(Problem statement)
Reproduce the stretch of lines below from the one containing "Annotate blurred background" through the one containing "502,583,541,637", swapping "Annotate" for "Outline" and changing nothing else.

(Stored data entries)
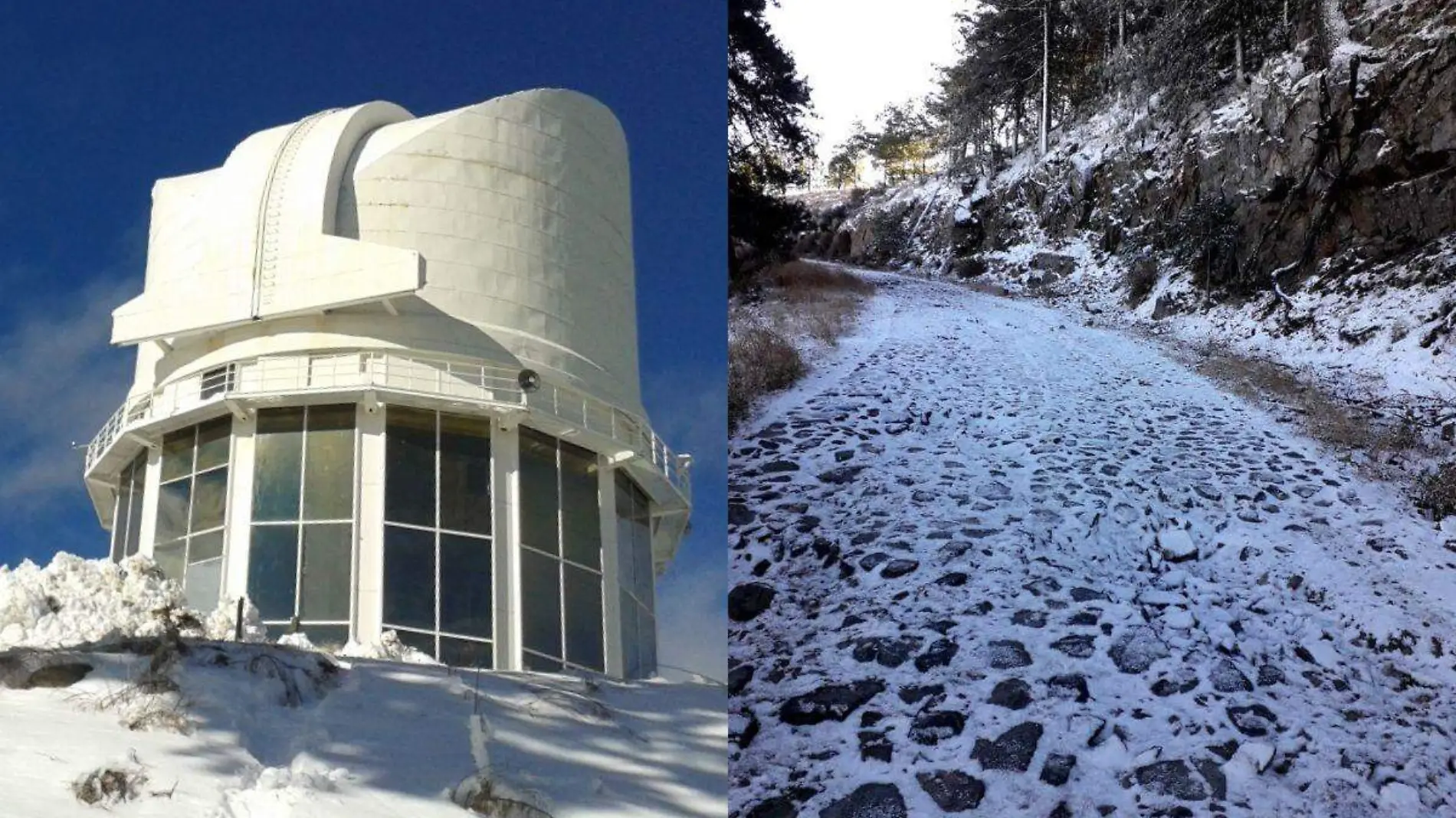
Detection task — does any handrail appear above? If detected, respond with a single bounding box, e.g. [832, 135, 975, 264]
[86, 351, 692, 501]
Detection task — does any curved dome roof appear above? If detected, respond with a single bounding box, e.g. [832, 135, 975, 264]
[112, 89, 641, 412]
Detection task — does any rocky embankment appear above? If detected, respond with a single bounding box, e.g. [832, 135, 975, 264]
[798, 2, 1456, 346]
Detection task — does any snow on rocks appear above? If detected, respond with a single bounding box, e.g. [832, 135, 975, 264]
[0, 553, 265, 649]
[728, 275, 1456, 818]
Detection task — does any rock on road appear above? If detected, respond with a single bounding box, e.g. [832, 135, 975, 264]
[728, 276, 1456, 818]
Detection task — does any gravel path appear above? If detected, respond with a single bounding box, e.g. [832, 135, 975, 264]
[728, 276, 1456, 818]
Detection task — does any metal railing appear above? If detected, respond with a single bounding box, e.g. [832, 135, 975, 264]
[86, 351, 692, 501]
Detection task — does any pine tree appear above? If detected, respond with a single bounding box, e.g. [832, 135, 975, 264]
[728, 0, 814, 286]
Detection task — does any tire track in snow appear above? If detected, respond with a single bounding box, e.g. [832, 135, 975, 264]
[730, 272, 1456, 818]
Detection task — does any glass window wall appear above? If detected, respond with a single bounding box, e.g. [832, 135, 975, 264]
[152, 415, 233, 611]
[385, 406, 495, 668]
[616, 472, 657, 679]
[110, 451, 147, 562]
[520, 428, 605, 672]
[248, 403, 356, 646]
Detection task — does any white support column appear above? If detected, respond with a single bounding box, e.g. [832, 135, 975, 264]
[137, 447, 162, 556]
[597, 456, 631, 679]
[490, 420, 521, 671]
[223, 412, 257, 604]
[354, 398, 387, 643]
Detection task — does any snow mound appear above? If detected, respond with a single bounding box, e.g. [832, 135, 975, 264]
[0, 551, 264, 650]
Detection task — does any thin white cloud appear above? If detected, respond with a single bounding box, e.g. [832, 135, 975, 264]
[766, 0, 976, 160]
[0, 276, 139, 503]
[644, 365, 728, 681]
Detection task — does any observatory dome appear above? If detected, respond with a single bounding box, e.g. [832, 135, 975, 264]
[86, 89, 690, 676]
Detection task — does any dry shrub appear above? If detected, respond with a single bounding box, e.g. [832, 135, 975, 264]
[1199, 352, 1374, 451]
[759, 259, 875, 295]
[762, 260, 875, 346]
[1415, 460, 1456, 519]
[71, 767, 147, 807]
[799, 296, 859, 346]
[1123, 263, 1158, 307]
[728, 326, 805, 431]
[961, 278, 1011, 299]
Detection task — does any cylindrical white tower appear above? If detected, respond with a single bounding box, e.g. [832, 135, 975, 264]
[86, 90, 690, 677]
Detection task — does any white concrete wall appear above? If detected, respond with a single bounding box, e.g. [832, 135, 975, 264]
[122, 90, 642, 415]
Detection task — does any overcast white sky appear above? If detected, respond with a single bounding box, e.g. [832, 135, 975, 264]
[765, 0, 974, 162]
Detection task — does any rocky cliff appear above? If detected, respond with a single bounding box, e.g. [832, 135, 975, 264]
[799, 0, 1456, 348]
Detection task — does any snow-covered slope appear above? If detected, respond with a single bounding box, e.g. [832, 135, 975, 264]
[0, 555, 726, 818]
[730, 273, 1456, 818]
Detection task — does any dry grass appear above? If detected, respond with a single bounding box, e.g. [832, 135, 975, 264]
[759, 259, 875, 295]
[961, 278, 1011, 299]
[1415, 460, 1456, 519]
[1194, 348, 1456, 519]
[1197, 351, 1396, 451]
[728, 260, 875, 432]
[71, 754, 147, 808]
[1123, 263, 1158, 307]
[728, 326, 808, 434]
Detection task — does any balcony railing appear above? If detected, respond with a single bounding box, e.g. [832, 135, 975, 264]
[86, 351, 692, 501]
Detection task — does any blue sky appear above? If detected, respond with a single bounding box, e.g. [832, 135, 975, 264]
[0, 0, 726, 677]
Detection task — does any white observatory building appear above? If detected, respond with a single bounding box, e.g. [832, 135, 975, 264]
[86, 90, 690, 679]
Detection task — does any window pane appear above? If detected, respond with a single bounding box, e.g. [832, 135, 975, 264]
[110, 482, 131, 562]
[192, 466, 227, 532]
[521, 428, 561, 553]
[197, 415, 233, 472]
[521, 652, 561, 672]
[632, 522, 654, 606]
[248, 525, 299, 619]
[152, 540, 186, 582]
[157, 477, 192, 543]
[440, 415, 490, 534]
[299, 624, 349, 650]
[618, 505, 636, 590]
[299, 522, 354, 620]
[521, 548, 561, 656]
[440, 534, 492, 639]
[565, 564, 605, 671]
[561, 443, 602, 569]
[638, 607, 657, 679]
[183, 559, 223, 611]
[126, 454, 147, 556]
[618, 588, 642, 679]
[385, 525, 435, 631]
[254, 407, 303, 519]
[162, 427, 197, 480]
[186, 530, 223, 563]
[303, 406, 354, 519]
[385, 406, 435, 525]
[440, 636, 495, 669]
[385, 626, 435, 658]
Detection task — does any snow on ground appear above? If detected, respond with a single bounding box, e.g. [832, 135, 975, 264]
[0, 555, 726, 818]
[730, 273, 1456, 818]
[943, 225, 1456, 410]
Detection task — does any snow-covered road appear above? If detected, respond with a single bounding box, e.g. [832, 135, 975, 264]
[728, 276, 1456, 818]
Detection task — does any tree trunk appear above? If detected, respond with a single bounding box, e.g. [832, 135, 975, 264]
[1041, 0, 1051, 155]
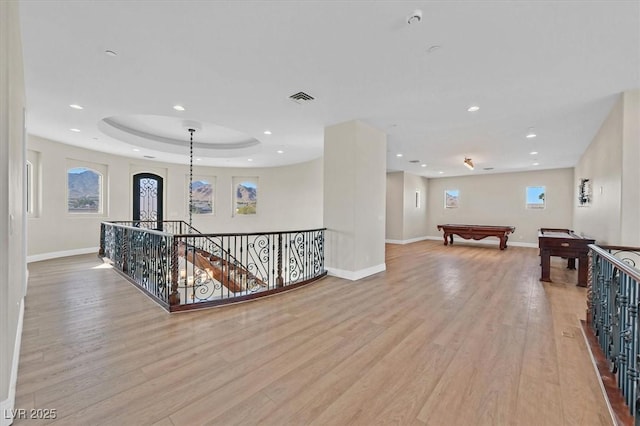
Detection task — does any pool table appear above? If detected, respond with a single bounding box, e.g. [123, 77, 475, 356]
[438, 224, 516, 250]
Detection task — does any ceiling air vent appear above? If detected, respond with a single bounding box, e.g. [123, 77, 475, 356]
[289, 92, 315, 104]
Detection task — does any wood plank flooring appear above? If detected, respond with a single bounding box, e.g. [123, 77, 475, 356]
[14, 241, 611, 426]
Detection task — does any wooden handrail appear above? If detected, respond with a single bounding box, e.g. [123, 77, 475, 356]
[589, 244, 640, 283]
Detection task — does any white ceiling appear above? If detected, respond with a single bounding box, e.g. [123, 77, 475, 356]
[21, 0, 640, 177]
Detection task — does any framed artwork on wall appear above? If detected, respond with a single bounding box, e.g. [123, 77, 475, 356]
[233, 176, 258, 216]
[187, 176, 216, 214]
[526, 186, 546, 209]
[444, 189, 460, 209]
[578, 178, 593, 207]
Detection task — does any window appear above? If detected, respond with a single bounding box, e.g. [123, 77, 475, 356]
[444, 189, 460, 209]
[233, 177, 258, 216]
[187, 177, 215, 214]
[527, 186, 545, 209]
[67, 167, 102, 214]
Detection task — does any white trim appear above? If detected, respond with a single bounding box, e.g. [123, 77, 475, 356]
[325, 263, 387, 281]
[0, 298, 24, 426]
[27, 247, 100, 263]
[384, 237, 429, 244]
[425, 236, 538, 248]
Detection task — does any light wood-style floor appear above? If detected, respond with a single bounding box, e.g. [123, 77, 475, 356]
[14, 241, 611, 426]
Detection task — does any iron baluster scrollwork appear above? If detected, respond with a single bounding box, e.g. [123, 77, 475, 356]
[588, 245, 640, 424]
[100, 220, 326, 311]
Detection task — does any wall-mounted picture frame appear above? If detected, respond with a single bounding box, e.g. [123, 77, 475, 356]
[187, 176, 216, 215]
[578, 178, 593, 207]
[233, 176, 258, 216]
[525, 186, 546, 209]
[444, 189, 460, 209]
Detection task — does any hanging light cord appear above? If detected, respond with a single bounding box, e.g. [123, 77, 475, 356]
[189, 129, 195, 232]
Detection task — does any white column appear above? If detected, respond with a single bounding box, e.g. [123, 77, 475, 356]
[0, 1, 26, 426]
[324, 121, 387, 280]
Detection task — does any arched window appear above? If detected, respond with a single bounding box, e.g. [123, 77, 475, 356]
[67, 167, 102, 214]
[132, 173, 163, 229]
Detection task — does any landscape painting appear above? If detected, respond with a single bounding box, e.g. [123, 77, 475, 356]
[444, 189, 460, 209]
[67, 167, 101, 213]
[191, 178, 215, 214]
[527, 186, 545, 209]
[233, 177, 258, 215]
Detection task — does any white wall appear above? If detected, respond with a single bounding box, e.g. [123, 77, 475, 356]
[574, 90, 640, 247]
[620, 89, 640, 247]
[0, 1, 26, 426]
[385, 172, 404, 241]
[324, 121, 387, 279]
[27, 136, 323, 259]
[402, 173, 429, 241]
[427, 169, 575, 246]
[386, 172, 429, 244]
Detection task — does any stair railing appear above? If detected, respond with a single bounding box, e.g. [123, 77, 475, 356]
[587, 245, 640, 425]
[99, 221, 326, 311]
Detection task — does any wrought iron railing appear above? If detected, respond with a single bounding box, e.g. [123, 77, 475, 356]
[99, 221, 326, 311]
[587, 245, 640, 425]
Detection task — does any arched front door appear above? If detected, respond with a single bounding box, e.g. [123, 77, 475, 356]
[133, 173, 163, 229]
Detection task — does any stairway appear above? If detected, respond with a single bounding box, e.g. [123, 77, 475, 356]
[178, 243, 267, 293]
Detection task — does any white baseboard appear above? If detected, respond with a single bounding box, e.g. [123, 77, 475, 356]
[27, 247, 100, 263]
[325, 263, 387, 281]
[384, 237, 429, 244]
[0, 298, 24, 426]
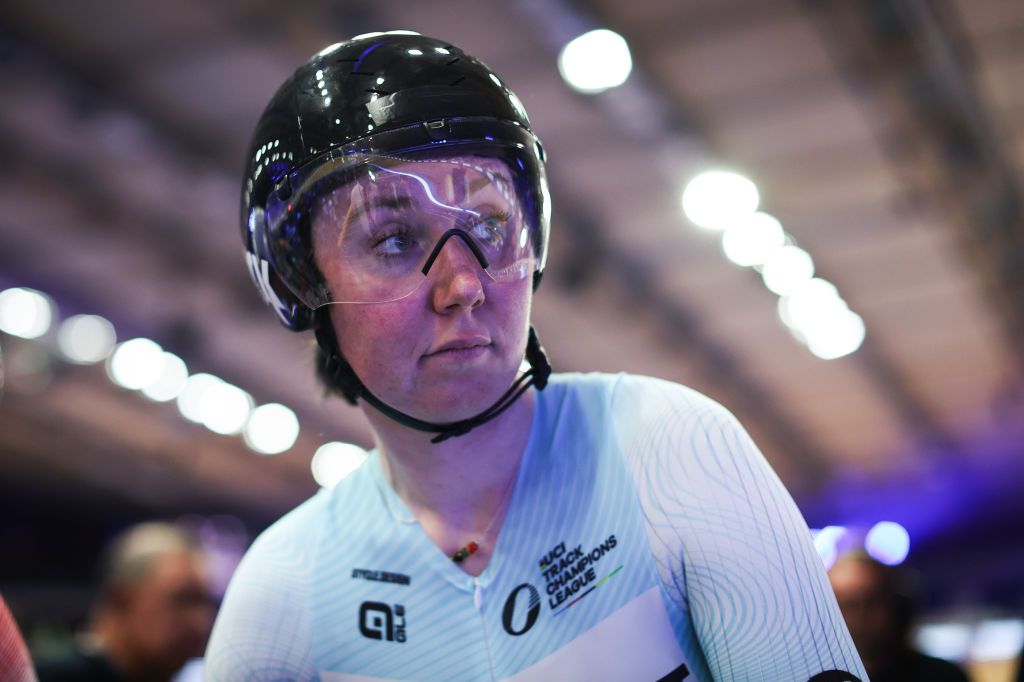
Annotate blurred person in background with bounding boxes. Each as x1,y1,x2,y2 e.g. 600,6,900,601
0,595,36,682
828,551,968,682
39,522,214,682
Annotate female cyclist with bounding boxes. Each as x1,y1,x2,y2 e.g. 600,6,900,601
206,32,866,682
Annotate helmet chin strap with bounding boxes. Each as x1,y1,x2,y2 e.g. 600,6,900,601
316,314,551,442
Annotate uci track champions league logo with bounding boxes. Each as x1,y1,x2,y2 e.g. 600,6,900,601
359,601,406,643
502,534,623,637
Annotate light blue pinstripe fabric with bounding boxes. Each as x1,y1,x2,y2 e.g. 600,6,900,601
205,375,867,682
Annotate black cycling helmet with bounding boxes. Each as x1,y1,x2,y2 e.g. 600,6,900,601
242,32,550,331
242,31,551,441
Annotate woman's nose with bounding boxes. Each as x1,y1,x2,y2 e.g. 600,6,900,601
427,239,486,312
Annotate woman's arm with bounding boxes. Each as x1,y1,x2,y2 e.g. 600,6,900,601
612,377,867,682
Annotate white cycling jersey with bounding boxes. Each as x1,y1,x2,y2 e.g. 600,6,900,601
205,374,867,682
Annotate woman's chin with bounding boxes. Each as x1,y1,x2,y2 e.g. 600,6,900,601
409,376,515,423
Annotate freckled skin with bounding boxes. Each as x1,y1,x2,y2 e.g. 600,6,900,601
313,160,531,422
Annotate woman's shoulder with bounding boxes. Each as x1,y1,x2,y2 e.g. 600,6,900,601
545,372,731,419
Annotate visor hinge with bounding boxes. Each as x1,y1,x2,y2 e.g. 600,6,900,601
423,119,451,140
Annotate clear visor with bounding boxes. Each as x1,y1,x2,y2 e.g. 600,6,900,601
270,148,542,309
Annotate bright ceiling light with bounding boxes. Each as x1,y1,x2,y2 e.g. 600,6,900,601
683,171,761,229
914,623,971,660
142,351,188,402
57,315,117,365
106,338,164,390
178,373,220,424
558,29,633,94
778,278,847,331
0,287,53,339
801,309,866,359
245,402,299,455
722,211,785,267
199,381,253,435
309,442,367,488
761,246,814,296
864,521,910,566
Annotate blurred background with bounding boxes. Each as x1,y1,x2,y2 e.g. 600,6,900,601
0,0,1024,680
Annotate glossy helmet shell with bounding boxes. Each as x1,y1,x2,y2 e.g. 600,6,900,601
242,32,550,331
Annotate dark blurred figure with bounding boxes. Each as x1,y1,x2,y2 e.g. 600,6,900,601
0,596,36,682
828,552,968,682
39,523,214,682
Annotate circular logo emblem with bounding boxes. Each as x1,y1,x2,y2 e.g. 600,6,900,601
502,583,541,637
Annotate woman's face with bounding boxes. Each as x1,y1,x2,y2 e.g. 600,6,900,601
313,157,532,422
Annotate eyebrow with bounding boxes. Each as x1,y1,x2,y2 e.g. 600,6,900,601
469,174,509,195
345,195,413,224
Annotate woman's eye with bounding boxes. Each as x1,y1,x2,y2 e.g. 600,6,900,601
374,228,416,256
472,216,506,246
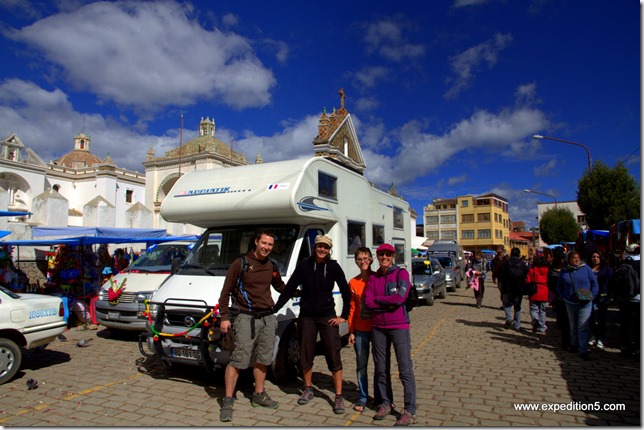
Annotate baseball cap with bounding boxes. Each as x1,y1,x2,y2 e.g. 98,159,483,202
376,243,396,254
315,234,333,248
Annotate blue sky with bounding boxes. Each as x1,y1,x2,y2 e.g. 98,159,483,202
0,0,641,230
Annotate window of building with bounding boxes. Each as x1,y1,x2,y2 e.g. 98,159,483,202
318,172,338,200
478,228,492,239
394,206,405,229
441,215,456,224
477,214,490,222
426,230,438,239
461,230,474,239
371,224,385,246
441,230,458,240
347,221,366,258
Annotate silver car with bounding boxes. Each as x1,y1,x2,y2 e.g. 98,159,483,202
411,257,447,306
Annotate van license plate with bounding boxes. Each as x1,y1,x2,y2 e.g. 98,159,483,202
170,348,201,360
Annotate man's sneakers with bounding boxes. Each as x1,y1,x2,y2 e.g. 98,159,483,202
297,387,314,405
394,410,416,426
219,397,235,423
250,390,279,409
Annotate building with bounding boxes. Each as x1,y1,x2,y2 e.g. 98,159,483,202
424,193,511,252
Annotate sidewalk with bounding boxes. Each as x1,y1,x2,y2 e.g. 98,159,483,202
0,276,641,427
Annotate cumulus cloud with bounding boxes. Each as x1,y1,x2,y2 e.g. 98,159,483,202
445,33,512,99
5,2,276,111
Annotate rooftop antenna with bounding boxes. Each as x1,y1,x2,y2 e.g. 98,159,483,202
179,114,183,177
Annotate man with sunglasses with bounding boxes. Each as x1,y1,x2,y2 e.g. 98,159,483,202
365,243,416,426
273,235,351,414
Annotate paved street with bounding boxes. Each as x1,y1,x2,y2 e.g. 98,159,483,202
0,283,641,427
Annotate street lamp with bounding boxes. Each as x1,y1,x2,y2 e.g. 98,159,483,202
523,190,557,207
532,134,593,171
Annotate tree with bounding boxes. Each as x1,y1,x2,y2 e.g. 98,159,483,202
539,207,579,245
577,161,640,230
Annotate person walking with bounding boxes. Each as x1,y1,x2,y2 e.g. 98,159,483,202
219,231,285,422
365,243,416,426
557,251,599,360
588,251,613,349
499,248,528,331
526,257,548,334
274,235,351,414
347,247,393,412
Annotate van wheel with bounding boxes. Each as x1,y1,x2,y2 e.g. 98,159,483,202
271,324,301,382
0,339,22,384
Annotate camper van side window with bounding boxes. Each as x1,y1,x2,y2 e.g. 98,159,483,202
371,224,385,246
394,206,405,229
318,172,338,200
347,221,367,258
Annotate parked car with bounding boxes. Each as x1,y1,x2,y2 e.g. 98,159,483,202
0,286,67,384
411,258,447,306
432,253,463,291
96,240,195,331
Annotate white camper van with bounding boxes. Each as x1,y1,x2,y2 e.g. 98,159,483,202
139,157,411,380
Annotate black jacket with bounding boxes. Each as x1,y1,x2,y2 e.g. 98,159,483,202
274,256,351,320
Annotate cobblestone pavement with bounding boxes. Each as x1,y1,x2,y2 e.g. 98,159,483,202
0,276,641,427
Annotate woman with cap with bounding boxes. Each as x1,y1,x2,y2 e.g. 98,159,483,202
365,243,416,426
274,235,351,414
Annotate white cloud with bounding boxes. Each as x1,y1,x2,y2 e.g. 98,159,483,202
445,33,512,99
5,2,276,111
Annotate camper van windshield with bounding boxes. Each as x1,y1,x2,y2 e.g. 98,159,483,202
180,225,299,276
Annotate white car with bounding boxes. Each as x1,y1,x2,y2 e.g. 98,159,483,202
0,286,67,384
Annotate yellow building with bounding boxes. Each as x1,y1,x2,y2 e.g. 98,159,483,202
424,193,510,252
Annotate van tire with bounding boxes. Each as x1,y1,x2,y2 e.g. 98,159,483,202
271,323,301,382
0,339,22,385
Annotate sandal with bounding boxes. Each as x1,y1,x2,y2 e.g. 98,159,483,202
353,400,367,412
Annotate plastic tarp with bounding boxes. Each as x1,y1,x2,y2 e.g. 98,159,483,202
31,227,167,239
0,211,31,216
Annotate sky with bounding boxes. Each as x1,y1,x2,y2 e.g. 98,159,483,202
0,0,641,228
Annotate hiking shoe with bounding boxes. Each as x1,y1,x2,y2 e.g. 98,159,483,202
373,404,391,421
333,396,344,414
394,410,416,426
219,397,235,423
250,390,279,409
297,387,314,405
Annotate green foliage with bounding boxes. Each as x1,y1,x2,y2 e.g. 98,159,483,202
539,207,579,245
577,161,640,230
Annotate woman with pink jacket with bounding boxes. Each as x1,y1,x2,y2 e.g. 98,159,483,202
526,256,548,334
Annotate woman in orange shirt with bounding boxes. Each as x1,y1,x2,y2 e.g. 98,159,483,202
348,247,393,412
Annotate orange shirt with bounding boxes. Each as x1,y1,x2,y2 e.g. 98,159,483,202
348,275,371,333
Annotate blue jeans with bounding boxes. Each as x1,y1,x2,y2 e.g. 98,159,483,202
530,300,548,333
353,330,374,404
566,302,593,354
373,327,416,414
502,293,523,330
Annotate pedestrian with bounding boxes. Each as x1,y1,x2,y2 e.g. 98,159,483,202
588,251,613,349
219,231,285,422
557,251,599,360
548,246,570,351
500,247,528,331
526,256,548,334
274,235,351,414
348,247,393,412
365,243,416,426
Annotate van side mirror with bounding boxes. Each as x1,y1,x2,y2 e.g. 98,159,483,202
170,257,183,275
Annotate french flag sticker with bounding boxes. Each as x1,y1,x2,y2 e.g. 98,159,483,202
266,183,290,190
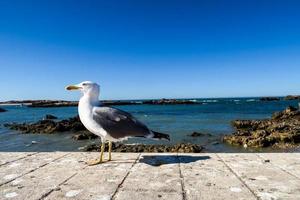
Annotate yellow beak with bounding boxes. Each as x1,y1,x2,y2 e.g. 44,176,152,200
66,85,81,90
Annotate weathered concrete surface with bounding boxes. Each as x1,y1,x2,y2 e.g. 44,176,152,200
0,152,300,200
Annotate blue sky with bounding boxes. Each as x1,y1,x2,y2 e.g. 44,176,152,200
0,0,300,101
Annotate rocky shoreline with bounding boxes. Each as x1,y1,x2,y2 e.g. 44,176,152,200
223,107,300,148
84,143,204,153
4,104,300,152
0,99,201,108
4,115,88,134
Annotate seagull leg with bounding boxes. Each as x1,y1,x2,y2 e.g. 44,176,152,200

(Final answer)
Outline blurred background with bounding boxes. Each as x1,y1,x2,y2 e.g. 600,6,900,601
0,0,1024,680
Outline glossy helmet shell with bounding boxes. Each as x1,y1,x2,y2 e.g. 600,6,900,601
242,32,550,331
Outline dark blurred figure with bounding boxes. Each as x1,y1,x2,y2 e.g. 600,6,900,601
0,596,36,682
828,552,968,682
39,523,214,682
Outline circular logo emblem with bounding boxes. Each as x1,y1,x2,y2 e.g. 600,6,900,601
502,583,541,637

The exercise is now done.